Review- Your Money Ratios
Have you ever read a book and thought not only “This is a great book” but “I wish I’d WRITTEN this book.” That is how I felt about reading Your Money Ratios. This is a relatively quick 250 page book on personal finance that was published in 2010 by Charles Farrell, an investment adviser in Denver.
The book is designed to answer the important questions in personal finance. Questions such as:
- How much should I have saved already?
- How much should I be saving each year?
- How much will I need in retirement?
- How much of that will Social Security provide?
- How much of a mortgage should I get?
- How much educational debt is “worth it”?
- What should my asset allocation be?
- How much disability insurance should I get?
- How much life insurance do I need?
He does this by using ratios. Mostly, the ratios use your income and your age to help you know if you’re on track. He has charts that allow you to see where you stack up compared to where you should be on each of these financial subjects. The book is not physician-specific, so a few allowances need to be made, but he is quick to point out that his student loan debt ratio could be stretched upward for those going into a high-paying career such as medicine and that your annual income (an important number in each of the ratios) should be averaged over the last few years if you have had a recent, significant pay increase. The typical doctor also needs to adjust for the fact that he has a 30 year career, instead of a 40 year career like most. Another adjustment that a doctor needs to think about is that the number he needs to retire and be financially independent is NOT based on his income, but on his spending, as I discussed here.

Information shown
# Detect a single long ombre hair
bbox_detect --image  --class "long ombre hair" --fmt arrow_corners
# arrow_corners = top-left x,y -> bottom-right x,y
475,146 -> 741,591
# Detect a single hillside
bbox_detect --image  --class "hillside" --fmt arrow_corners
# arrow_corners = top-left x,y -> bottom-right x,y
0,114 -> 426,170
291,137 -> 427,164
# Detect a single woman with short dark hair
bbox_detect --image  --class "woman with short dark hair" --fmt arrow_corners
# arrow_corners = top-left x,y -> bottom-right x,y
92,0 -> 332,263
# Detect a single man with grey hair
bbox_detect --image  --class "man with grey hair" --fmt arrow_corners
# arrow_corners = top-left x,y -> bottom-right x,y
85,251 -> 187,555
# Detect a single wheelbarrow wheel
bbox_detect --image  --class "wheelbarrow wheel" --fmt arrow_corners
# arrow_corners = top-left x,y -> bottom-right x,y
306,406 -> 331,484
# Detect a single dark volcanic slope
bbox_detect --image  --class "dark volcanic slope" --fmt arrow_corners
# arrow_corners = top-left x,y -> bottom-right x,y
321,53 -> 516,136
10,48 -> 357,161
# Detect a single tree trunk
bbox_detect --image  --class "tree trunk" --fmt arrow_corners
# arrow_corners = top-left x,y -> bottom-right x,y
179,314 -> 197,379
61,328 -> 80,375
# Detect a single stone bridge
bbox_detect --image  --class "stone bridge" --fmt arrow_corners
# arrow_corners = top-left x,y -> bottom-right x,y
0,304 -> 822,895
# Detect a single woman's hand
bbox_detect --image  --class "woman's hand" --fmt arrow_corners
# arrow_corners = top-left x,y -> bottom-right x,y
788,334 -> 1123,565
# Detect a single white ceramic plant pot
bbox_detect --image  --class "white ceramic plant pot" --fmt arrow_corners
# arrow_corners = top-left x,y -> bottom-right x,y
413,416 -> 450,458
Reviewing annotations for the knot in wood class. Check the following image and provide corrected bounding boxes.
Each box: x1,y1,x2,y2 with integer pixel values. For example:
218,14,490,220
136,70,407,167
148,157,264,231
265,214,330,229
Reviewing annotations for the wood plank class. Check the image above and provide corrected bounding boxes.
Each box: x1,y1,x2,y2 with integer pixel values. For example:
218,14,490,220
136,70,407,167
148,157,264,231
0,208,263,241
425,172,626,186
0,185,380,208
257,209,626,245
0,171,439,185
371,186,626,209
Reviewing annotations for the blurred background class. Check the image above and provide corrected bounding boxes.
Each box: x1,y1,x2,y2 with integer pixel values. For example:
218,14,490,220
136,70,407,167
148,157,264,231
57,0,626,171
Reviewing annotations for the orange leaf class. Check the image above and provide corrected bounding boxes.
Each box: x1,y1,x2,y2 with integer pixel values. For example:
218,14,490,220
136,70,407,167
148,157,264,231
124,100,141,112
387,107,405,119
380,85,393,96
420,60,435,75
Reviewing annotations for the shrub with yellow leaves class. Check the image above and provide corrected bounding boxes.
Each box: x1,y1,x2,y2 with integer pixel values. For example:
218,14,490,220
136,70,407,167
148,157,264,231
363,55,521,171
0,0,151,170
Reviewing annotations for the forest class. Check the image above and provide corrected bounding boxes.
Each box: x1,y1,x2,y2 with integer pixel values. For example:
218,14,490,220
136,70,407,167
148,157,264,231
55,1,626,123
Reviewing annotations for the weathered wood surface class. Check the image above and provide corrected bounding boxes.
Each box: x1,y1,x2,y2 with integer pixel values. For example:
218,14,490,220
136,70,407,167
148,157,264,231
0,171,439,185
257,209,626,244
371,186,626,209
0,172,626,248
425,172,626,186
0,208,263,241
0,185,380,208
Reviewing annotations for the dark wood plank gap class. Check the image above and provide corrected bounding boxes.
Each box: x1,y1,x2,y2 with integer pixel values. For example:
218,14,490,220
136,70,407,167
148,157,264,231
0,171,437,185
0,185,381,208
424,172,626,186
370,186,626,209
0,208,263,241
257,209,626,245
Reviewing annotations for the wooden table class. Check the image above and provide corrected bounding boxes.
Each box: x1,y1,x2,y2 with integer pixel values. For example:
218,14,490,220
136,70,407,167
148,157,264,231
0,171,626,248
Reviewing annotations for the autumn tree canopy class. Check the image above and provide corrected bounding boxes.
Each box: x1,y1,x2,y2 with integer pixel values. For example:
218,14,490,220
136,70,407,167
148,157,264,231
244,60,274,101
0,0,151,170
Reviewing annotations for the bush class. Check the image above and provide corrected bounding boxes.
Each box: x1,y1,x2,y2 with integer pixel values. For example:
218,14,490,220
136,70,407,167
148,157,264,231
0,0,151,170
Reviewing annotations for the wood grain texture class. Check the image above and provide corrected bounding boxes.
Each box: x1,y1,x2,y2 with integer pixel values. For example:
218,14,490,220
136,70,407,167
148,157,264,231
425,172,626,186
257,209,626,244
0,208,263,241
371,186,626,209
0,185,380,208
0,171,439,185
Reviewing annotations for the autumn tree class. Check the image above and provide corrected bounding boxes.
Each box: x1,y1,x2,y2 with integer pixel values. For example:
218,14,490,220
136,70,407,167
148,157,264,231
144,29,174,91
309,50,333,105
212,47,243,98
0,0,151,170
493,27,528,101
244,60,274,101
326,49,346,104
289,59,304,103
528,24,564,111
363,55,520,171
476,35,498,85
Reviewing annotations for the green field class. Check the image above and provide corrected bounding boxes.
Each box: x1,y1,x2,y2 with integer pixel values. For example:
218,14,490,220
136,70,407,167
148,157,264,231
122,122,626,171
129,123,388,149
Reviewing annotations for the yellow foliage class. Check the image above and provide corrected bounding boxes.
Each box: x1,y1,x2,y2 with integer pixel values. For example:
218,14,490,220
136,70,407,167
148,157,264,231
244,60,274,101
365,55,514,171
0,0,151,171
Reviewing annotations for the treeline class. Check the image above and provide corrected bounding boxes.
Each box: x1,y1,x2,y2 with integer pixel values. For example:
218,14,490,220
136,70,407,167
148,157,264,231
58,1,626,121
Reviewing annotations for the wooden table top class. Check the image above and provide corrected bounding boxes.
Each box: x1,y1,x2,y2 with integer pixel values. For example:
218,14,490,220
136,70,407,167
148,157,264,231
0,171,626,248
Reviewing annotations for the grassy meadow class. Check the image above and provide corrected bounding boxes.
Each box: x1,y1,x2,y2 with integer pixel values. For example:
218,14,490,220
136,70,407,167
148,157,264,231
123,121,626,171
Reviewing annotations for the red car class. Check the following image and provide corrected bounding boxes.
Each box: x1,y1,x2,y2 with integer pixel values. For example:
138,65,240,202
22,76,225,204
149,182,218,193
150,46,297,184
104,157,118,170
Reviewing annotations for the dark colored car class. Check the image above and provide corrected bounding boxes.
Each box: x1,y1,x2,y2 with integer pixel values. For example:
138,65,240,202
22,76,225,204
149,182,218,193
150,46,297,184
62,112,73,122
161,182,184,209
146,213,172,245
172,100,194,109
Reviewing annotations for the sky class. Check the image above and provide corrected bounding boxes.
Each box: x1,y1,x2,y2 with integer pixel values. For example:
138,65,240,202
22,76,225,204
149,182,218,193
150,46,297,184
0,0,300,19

Exercises
1) List every item in the book review's bulleted list that begins with the words "How much".
2) Write out the part of the book review from "- How much should I be" to "insurance do I need?", word for word.
3) Write the next part of the Your Money Ratios book review, continuing from its final sentence.
The lines come from a different source than the review of Your Money Ratios.

Task answers
1)
- How much should I have saved already?
- How much should I be saving each year?
- How much will I need in retirement?
- How much of that will Social Security provide?
- How much of a mortgage should I get?
- How much educational debt is "worth it"?
- How much disability insurance should I get?
- How much life insurance do I need?

2)
- How much should I be saving each year?
- How much will I need in retirement?
- How much of that will Social Security provide?
- How much of a mortgage should I get?
- How much educational debt is “worth it”?
- What should my asset allocation be?
- How much disability insurance should I get?
- How much life insurance do I need?

3)
For the most part, his advice is spot-on. For example, he suggests a savings rate of 12-15% and a mortgage to income ratio of no more than 2. He advocates paying off all your debt before retirement, limiting student loan and car debt as much as possible, rebalancing the portfolio periodically, and diversifying widely. There were a few small things I had a quibble with, such as the 5% withdrawal rate in retirement that he advocates (I think 4% is smarter) but he does allow for reduced withdrawals in down markets. I would have also liked to see a plug for a simple index fund portfolio rather than “Go see an advisor to understand how your money is allocated.”
The part I liked the best about the book (and actually made my wife read) is about the importance of moving from being a laborer to being a capitalist. In fact, I liked it so much I’m going to dedicate an entire post just to that idea. I’ll also have a couple of posts about some of these ratios, and how you can tell how you’re doing in your journey toward financial independence.
This book deserves a place on the list of classics. At less than $10, picking this one up is a no-brainer.